EXERCISE TASK — Reproduce all of the data below, shifting every answer coordinate by adding 145 to each number and keeping the other lines as they are. Leave the pictures out.
** begin RECORDS TO PROCESS **
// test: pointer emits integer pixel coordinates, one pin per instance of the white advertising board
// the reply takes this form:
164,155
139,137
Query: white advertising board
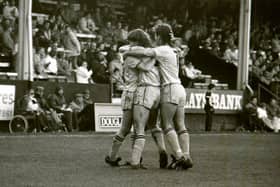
108,117
7,98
** end RECORDS TO PROCESS **
RESPONSE —
// test: pointer emits integer pixel coordinates, one pin per instance of the white advertising board
// the reply takes this form:
164,155
139,137
Query: white advertising board
253,262
152,243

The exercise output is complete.